→ **Prompt**: Set down every entry exactly as it was written.
>>
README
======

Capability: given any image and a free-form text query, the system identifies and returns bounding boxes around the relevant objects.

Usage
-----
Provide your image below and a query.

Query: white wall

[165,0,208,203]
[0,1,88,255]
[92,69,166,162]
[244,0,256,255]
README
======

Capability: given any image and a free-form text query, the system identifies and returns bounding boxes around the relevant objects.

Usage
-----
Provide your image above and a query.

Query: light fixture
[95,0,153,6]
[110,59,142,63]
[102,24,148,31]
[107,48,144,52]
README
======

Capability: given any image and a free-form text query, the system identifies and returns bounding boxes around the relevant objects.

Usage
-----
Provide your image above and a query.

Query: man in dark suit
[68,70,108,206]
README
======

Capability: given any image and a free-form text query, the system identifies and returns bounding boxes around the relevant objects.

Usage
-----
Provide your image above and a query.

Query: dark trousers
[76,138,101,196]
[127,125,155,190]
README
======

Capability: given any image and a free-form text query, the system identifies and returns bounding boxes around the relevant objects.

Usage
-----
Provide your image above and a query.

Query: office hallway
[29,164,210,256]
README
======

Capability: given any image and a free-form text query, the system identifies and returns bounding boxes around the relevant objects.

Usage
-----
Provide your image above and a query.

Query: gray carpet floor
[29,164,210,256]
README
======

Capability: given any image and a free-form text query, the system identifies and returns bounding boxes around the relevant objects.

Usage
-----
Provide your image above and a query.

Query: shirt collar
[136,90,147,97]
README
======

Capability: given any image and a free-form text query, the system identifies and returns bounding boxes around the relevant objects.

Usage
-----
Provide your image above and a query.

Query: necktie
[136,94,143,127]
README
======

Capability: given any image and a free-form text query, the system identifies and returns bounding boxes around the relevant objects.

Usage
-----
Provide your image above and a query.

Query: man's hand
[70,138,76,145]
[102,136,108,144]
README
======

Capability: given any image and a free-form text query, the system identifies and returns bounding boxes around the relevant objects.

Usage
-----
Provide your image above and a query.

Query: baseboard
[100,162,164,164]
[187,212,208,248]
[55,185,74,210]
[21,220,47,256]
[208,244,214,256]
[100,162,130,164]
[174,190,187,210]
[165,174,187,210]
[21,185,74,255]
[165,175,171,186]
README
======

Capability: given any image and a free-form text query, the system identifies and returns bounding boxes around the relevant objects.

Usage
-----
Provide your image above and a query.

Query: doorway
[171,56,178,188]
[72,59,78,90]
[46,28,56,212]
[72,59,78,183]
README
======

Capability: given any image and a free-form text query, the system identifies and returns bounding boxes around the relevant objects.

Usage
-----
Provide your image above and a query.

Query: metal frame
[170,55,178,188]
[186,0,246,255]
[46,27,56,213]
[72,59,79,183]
<<
→ **Answer to the problem**:
README
======

Capability: given any image and a free-form text query, the system identifies and returns bounding boxes around the relevant objects.

Usage
-----
Provide your image below and a query.

Query: white wall

[165,0,208,203]
[0,1,88,255]
[92,69,166,162]
[244,0,256,255]
README
======

Capability: given any image and a free-form text query, the system identifies and returns bounding boxes around the relevant objects.

Usage
-----
Provide your image above and a query.

Query: light fixture
[95,0,153,6]
[110,59,142,63]
[102,24,148,31]
[107,48,144,52]
README
======

Capability: given any image and a free-form text query, the system identifies and returns bounding boxes around the relevant objects.

Usage
-----
Provide your image above and a query.

Query: man in dark suit
[68,70,108,206]
README
======

Capability: given any image and a free-form text query, the system identifies and returns bounding boxes around the relevant objects.

Usage
-----
Provide your image above and a query.

Query: dark trousers
[76,138,101,196]
[127,125,155,190]
README
======

Capability: given any image and a free-form text query, the system identifies and returns bounding boxes around the relevant objects.

Usage
-----
Provide your image above and a query.

Query: office hallway
[29,164,210,256]
README
======

Capability: given any image and a free-form text query, the system identifies and returns bounding boxes around the relevant objects.

Usage
-----
Provide your image above and a query.

Query: gray carpet floor
[29,164,210,256]
README
======

Capability: given any image and a free-form text query, the system identifies and returns bounding boxes around the relevant objects.

Usage
-----
Provide your image above and a query.

Query: shirt collar
[136,90,147,97]
README
======

Capability: given any image and a free-form text query, the system identifies and returns bounding boxes around the relevant objects.

Usage
-----
Provide your image above and a query.

Query: necktie
[136,94,143,127]
README
======

Capability: given any image and a free-form text query, the system identifies and returns bounding boxes around the relevant objects.

Usage
-----
Provide your image above and a query.

Query: man's hand
[70,138,76,145]
[102,136,108,144]
README
======

Capability: given any image and a free-form text query, the system identifies and returns bounding boxes around the relevant objects.

Usage
-----
Provide your image above and a query.

Query: baseboard
[100,162,164,164]
[187,212,208,248]
[55,185,74,210]
[21,220,47,256]
[208,244,214,256]
[100,162,130,164]
[174,190,187,210]
[165,174,187,210]
[21,185,74,255]
[165,175,171,186]
README
======

Capability: given any image and a free-form text query, the system identifies and returns bounding boxes around the relevant objects.

Usage
-----
Provide your image above and a query.

Query: doorway
[171,56,178,188]
[72,59,78,90]
[46,28,56,212]
[72,59,78,183]
README
======

Capability: given any image and a free-form text query, the system identifies and returns bounding boxes around the relevant objects.

Usage
-----
Provide your image above and a query.

Query: metal frame
[170,55,178,188]
[186,0,246,255]
[46,27,56,213]
[72,59,79,183]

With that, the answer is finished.